== WORK REQUEST 1 ==
According to the article on the clean energy grant program, how large is the Environmental Protection Agency's greenhouse gas reduction fund?
== WORK REQUEST 2 ==
Summarize the article on the clean energy grant program in two sentences.
== WORK REQUEST 3 ==
Continue the article about the clean energy grant program from the point where it ends.

== PAGE EXCERPT ==
=======
Vice President Kamala Harris will travel Friday to Coppin State University, a historically Black college in Maryland, to detail the competitive clean energy grant program that the White House said would "massively" expand the capital available for projects with a low environmental footprint.
The funding comes from the Environmental Protection Agency's greenhouse gas reduction fund, a $27 billion effort to cut emissions from communities across the country, particularly low-income areas.
Some $6 billion will go to a clean communities investment accelerator that puts non-profits together with community lenders to support retrofitting homes for improved energy efficiency and zero-emission business fleets in low-income and disadvantaged communities.
The bulk of the investments, an estimated $14 billion, will go to grants for national clean-financing institutions. At least 40% of those funds will also go toward low-income, tribal communities and other under-served areas.
The administration in April outlined a series of steps meant to support disadvantaged communities that may be struggling with toxic environmental issues in their communities.
"Landfills and garbage incinerators located right in the middle of communities ... drinking water contaminated by radon and arsenic. This kind of environmental injustice goes against everything we stand for as a nation, but it continues to exist," President Joe Biden said.
=======
[Referring expression grounding data]
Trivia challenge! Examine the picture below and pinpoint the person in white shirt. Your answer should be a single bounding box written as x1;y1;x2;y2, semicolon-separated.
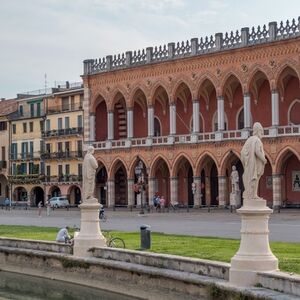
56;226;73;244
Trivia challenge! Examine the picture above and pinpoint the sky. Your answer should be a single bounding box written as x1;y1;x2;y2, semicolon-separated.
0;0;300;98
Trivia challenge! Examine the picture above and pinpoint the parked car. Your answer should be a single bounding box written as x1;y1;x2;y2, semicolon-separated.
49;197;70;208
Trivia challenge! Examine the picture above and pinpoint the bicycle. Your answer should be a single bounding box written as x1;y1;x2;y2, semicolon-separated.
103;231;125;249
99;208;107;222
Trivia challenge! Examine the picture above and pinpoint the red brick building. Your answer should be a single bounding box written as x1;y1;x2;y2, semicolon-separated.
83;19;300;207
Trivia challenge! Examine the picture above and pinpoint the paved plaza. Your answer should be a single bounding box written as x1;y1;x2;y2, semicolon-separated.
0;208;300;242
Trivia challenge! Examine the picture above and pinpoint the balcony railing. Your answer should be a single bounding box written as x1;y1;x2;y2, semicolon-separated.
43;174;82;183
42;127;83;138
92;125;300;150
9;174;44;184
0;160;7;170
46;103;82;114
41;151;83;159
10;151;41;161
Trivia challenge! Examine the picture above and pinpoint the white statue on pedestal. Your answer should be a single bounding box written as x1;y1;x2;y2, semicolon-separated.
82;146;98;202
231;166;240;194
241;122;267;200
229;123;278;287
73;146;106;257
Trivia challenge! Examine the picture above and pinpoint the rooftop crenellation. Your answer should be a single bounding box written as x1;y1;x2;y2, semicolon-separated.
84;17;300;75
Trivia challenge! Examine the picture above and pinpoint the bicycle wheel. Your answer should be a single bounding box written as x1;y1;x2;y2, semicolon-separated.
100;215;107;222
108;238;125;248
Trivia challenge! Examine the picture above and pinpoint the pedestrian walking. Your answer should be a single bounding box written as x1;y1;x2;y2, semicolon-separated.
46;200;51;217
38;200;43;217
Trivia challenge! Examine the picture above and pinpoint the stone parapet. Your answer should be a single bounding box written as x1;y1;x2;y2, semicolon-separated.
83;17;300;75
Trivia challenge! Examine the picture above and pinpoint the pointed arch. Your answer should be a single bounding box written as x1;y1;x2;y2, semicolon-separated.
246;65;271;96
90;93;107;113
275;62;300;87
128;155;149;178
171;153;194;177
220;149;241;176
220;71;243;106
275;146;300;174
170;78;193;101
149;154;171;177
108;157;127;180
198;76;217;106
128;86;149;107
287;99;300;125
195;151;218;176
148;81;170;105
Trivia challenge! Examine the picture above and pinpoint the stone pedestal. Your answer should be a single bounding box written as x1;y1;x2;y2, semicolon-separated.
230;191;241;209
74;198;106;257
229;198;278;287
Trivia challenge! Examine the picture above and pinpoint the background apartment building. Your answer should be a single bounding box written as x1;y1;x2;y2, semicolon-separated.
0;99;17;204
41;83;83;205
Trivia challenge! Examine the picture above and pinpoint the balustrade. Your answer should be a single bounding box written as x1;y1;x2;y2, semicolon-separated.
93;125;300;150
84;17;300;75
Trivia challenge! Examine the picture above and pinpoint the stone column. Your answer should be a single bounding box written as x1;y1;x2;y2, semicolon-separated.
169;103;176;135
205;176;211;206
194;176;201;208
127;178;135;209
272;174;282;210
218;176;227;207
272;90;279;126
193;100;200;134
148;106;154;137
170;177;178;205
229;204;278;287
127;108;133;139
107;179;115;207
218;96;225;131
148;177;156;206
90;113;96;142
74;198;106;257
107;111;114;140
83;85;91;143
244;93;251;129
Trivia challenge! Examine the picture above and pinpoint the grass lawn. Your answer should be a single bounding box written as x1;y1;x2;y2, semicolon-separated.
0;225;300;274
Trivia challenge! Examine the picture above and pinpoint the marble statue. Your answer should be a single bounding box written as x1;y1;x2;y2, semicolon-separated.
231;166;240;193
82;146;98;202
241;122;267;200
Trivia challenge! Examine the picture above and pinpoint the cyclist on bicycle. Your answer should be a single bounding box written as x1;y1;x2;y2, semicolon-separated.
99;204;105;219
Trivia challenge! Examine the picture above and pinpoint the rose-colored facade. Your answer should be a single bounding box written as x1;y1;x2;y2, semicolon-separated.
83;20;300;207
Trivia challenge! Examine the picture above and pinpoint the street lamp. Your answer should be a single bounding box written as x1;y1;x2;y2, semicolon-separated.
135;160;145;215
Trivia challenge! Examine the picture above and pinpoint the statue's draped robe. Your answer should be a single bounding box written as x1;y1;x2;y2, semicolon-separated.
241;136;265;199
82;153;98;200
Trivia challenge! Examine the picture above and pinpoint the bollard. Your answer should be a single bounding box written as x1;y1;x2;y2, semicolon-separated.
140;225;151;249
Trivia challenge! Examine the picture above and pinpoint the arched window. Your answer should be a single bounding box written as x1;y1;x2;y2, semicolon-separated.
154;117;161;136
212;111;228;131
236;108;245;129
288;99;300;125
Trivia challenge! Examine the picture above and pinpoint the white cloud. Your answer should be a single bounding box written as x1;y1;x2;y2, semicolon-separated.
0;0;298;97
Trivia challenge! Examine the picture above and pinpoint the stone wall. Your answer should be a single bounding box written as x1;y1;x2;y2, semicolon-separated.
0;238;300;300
=======
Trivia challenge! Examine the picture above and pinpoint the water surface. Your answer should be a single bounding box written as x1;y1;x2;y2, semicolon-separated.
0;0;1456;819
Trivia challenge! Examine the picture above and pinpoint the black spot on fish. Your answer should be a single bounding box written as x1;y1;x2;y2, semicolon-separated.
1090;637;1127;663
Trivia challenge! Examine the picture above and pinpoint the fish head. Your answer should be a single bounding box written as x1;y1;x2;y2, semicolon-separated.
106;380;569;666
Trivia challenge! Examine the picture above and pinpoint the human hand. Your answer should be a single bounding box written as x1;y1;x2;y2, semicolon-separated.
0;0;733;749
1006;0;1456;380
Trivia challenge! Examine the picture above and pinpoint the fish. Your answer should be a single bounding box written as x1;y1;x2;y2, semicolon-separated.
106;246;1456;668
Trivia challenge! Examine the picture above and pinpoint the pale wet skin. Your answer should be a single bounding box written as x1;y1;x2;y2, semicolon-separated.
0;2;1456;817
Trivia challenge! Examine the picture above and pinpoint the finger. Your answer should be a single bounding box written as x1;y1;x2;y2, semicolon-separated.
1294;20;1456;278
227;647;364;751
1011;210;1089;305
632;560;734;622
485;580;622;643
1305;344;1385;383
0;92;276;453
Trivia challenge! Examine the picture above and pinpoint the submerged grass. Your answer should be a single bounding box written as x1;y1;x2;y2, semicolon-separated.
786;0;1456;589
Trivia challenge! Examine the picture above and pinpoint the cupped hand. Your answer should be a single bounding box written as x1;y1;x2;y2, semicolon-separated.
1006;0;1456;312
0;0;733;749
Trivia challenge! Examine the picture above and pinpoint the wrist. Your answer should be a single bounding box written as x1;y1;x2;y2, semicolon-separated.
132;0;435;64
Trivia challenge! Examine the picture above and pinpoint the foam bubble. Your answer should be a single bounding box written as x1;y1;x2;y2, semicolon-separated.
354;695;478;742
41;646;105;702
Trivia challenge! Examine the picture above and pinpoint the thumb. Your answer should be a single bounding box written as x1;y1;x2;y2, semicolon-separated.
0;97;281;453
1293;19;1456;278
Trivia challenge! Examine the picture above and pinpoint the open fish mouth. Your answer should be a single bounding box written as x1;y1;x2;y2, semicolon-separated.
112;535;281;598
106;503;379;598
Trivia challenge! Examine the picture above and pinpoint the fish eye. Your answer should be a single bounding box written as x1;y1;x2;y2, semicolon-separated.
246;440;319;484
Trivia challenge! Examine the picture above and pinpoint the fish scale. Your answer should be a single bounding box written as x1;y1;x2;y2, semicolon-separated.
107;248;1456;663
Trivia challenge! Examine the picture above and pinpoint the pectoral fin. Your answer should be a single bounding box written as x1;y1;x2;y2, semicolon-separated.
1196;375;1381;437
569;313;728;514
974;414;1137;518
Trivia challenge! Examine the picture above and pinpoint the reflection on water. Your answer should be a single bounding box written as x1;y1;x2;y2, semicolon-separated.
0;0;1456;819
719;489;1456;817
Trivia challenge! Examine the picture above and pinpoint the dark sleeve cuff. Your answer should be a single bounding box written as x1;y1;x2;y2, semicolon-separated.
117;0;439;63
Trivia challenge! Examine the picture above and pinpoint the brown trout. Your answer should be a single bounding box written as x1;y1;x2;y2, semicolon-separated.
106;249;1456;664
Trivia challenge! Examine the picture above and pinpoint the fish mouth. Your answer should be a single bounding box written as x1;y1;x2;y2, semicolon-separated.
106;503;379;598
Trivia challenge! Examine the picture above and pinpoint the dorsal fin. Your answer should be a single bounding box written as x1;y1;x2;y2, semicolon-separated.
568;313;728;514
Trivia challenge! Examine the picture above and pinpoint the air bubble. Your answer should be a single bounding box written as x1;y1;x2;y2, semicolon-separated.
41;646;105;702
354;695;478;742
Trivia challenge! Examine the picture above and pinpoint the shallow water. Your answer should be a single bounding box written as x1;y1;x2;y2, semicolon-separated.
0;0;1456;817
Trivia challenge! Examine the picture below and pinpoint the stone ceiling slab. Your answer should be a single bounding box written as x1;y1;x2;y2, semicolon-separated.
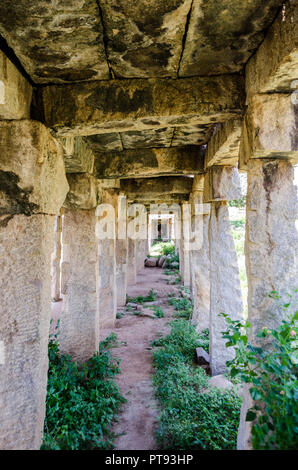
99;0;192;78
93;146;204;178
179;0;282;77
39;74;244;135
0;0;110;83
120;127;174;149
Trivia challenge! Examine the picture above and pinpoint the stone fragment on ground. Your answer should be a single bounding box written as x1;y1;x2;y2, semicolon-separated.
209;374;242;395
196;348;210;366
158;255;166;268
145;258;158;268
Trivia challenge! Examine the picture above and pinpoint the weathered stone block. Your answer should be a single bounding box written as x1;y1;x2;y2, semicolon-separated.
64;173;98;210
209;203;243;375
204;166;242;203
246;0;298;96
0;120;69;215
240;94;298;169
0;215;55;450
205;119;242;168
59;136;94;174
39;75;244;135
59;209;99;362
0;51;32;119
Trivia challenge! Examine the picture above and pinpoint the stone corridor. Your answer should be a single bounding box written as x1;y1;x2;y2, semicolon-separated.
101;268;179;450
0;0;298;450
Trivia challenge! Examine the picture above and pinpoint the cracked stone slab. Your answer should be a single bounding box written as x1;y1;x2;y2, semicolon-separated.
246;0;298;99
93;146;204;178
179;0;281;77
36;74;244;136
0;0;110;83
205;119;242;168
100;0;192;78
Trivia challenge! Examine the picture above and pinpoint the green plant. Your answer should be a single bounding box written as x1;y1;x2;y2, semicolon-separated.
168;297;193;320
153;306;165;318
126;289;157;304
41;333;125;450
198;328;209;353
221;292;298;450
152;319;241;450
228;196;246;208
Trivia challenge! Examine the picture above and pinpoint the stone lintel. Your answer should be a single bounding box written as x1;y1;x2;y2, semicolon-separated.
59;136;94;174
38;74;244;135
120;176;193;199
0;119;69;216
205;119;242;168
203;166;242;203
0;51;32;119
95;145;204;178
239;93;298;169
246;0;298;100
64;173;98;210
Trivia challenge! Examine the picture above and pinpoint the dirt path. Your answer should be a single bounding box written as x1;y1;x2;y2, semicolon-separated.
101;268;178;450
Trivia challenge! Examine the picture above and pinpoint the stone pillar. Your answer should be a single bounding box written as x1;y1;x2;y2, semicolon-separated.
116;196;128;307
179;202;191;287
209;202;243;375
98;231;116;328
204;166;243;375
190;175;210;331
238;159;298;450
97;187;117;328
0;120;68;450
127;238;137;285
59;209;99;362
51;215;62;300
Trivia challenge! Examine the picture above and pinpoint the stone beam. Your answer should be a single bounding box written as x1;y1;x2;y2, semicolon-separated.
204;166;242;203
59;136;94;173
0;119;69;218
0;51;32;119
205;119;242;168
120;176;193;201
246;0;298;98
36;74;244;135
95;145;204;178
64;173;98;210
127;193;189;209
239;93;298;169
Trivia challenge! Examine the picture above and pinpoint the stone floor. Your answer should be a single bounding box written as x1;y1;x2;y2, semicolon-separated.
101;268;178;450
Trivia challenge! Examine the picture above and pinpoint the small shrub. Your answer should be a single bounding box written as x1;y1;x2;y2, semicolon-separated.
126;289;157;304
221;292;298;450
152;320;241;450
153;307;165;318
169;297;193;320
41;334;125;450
=======
== RESPONSE AREA 1 ==
$27 billion

== RESPONSE AREA 2 ==
Vice President Kamala Harris will visit Coppin State University to detail a competitive clean energy grant program funded by the EPA's $27 billion greenhouse gas reduction fund, which aims to cut emissions across the country, particularly in low-income areas. About $6 billion will go to a clean communities investment accelerator and an estimated $14 billion to national clean-financing institutions, with at least 40% of the latter going to low-income, tribal and other under-served communities.

== RESPONSE AREA 3 ==
Concern for low-income and under-served communities reflects sentiment from international leaders on a comprehensive effort to address climate change.
In a clean-energy progress report, the Paris-based International Energy Agency said renewable energy capacity reached its highest level ever at 340 gigawatts of new additions last year.
The IEA, however, said the energy transition is uneven, with nearly all of the sales in EVs last year, for example, coming from China, Europe and the United States, among the world's richest economies.
"The clean energy economy is rapidly taking shape, but even faster progress is needed in most areas to meet international energy and climate goals," said IEA Executive Director Fatih Birol.